### [TEXT PROVIDED]
============

First, it is unethical because students submit that work for a particular assessment task within a course and have not given permission for their essays to be republished. No student submitting an assessment thinks that sections of it are going to be printed online for the amusement of others. Students, for the most part, retain copyright over their work, which is why, if we want to use our student’s work for a publication, we must ask their permission. This is assumed if we were to publish, say, a book on teaching or a journal article or a conference presentation on the success of an assessment and we wanted to quote their assessment submissions as an example. As the person in a position of power, the teacher should, on ethical grounds, always ask permission when sharing the student’s work. Yet these are all instances in professional life where we would be citing such work often in a positive and fair light. The fact that colleagues that ridicule students’ work online do not seek permission from the students they belittle, underscores that they know this behavior is wrong.

============

### [PROVIDED DATA]
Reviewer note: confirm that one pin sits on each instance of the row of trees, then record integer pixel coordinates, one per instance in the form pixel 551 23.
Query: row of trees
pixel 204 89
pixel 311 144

============

### [QUESTIONS ON THE MATERIAL]
1. Answer these from the passage on sharing student work:
(a) Who, for the most part, retains copyright over submitted work?
(b) What three kinds of publication are listed as cases where a teacher might quote assessment submissions?
(c) What does the passage say the teacher should always do on ethical grounds when sharing a student's work?
2. Extend the passage on sharing student work with the next few sentences.
The data above plays no part in this exercise.

### [RESPONSES PER TASK]
1.
(a) Students.
(b) A book on teaching, a journal article, and a conference presentation.
(c) Ask permission.

2.
Second, professors often have postgraduate students on their social media; if not ones they directly teach then often some from other universities. When they ridicule students’ work in this fashion, there must be at least some students who wonder whether they themselves are being ridiculed behind their backs. Students that already suffer from impostor syndrome, particularly minority students, may feel even more vulnerable since this implicitly threatens them with the potential of professional mockery, which they cannot defend against. On the other hand, it implicitly gives license to other students to feel that it is acceptable to disparage fellow students’ work if it falls below standard, but also fearful that at some point they may fall on the other side of this ridicule when they have a tough time themselves. Rather than producing a research culture of mutual learning and support, it solidifies unnecessary and cruel competitiveness among a junior cohort. Further, given that so much casual face-to-face teaching is conducted by these postgraduate students, it trains them to replicate such contempt in their own undergraduate teaching and marking.

I’m not saying that we can’t complain about the tough times as a teacher on social media like other professions. Nor am I silencing teachers from complaining about unfairness or injustice in the workplace, which, yes, may involve students behaving badly. But none of that gives teachers the right to quote student assessment work online without permission, let alone in dismissive and derisive tones to be laughed at by fellow academics. Students submit their work ostensibly for the purposes of receiving constructive feedback, not to be scoffed at in public behind their backs.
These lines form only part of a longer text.